• EXERCISE PROMPT: Your reply should be a faithful copy of the records below, free of pictures.

### DATA FOR ANALYSIS

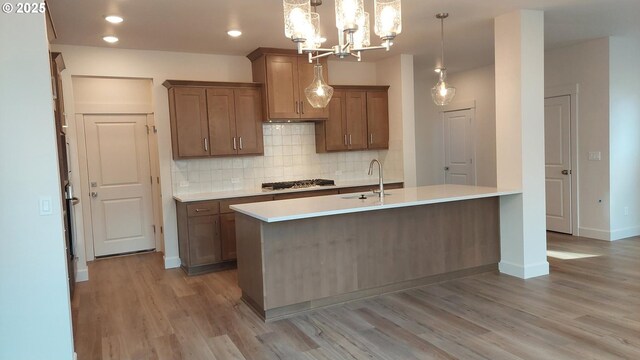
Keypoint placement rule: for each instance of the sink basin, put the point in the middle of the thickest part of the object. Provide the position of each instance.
(368, 195)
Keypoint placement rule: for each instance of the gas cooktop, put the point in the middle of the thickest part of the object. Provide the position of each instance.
(297, 184)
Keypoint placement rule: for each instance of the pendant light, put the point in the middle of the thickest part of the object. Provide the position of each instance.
(442, 93)
(318, 93)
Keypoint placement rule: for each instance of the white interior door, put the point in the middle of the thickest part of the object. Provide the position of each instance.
(557, 139)
(119, 183)
(459, 151)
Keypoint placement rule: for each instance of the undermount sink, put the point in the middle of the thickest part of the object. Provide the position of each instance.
(367, 195)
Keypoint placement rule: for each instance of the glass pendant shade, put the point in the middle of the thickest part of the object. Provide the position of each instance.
(442, 93)
(348, 12)
(318, 93)
(297, 18)
(388, 18)
(362, 37)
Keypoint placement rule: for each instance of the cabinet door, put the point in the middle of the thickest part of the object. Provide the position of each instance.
(356, 110)
(249, 121)
(282, 87)
(189, 123)
(204, 240)
(378, 119)
(305, 77)
(222, 130)
(336, 124)
(228, 229)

######

• OUTPUT OF THE EXERCISE:
Keypoint placement rule: for each instance of the sink basin, put the point in the middle of the thickest part of the object. Provide the position of each instance.
(368, 195)
Keypoint placement rule: for each instance of the gas cooktop, put the point in the middle of the thickest part of the object. Provide the position of each instance.
(297, 184)
Keypoint placement rule: for each instance of the pendant light, put the point in the middle of the thickest part of the object. Provide the position of each instance.
(442, 93)
(318, 93)
Keypoint placement rule: for each instance of the white interior door, put the point in the middle of the thickest part of the object. Provide the position of each instance.
(557, 139)
(119, 183)
(459, 151)
Keypoint placement rule: for each instance of the undermount sink, put the point in the middle of the thickest part of the object. Provide the position of each instance.
(367, 195)
Keypoint placement rule: for each instance of the glass pendant shade, put the point in the middle of the thickest part of the object. Provide the position of each instance.
(442, 93)
(348, 12)
(318, 93)
(297, 18)
(388, 18)
(362, 37)
Keypoint placement rule: for each instance of the cabinet door, put the point in the middle of the thickest part of the object. Provide the position of each instance.
(356, 110)
(249, 121)
(282, 87)
(189, 123)
(204, 240)
(378, 119)
(305, 77)
(222, 130)
(336, 124)
(228, 229)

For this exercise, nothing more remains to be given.